▸ **TASK GOAL**: Rewrite the data below with every "integer pixel coords" changed to "integer pixel coordinates" and all else left the same, leaving out the pictures.

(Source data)
- - -
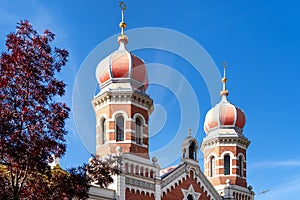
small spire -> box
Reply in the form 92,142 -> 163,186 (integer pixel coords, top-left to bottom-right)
220,61 -> 229,96
188,128 -> 192,136
119,1 -> 126,35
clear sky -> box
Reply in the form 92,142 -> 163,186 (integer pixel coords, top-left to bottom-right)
0,0 -> 300,200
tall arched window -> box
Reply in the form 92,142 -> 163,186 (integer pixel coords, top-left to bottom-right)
238,156 -> 244,177
135,118 -> 143,144
189,141 -> 197,160
116,116 -> 124,141
100,118 -> 106,144
209,156 -> 216,177
224,155 -> 230,175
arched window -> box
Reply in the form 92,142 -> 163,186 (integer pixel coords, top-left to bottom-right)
189,141 -> 197,160
209,156 -> 216,177
238,156 -> 244,177
100,118 -> 106,144
224,155 -> 230,175
187,194 -> 194,200
135,118 -> 143,144
116,116 -> 124,141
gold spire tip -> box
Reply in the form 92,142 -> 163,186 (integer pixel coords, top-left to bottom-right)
119,1 -> 126,35
188,128 -> 192,135
221,61 -> 228,96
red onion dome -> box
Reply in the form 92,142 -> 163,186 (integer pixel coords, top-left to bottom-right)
204,95 -> 246,134
96,35 -> 148,91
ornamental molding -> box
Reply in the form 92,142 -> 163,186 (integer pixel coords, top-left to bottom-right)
200,136 -> 250,152
92,88 -> 153,112
181,184 -> 201,200
125,177 -> 155,194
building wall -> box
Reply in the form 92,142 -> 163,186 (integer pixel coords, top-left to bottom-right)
125,188 -> 154,200
161,172 -> 211,200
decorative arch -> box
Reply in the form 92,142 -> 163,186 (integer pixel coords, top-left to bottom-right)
237,154 -> 245,177
209,156 -> 216,177
189,140 -> 198,160
135,116 -> 144,145
99,117 -> 106,144
115,114 -> 125,142
223,154 -> 231,175
133,113 -> 146,126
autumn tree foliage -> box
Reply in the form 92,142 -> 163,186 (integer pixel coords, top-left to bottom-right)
0,21 -> 84,199
0,21 -> 121,200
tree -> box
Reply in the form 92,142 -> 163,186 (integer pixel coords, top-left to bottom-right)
0,21 -> 70,199
0,21 -> 121,200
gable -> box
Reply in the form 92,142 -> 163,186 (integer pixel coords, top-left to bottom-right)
161,163 -> 221,200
- - -
▸ **OUTPUT OF THE EXERCISE**:
small spire -> box
Reply in the form 92,142 -> 163,186 (integer pixel coordinates, top-left to bottom-right)
220,61 -> 229,96
188,128 -> 192,136
119,1 -> 126,35
clear sky -> box
Reply in the form 92,142 -> 163,186 (integer pixel coordinates, top-left to bottom-right)
0,0 -> 300,200
tall arched window -> box
Reply in the form 92,142 -> 163,186 (integer pixel coordinates, top-left to bottom-right)
238,156 -> 244,177
135,118 -> 143,144
189,141 -> 197,160
116,116 -> 124,141
100,118 -> 106,144
209,156 -> 216,177
224,155 -> 230,175
arched window -> box
Reply in the form 92,142 -> 163,186 (integer pixel coordinates, top-left to bottom-right)
189,141 -> 197,160
209,156 -> 216,177
238,156 -> 244,177
100,118 -> 106,144
224,155 -> 230,175
187,194 -> 194,200
135,118 -> 143,144
116,116 -> 124,141
gold spire tip -> box
Reply in the form 92,142 -> 163,186 (integer pixel coordinates, top-left to bottom-right)
119,1 -> 126,35
188,128 -> 192,135
221,61 -> 228,96
red onion dome -> box
Reply in the form 92,142 -> 163,186 (integer pixel coordinates, top-left to bottom-right)
204,95 -> 246,134
96,35 -> 148,91
ornamental molding -> box
Reply in the form 92,142 -> 163,186 (integer pixel coordinates, top-left to bottom-right)
200,136 -> 250,152
92,88 -> 153,112
181,184 -> 201,200
125,177 -> 155,194
building wall -> box
Reply in the form 92,142 -> 163,186 (integer pixel coordinates, top-left to bottom-right)
125,188 -> 154,200
161,172 -> 211,200
decorative arch -> box
Reply in the form 92,142 -> 163,186 (integer pixel coordinates, top-left to bottom-right)
237,154 -> 245,177
209,156 -> 216,177
189,140 -> 198,160
135,116 -> 144,145
99,117 -> 106,144
115,114 -> 125,142
223,154 -> 231,175
133,113 -> 146,126
autumn tree foliage -> box
Reply in the form 92,142 -> 163,186 (integer pixel coordinates, top-left to bottom-right)
0,21 -> 84,199
0,21 -> 121,200
tree -> box
Reply in the form 92,142 -> 163,186 (integer pixel coordinates, top-left to bottom-right)
0,21 -> 70,199
0,21 -> 121,200
gable -> box
Reply in the form 92,142 -> 163,186 (integer pixel coordinates, top-left to bottom-right)
161,163 -> 221,200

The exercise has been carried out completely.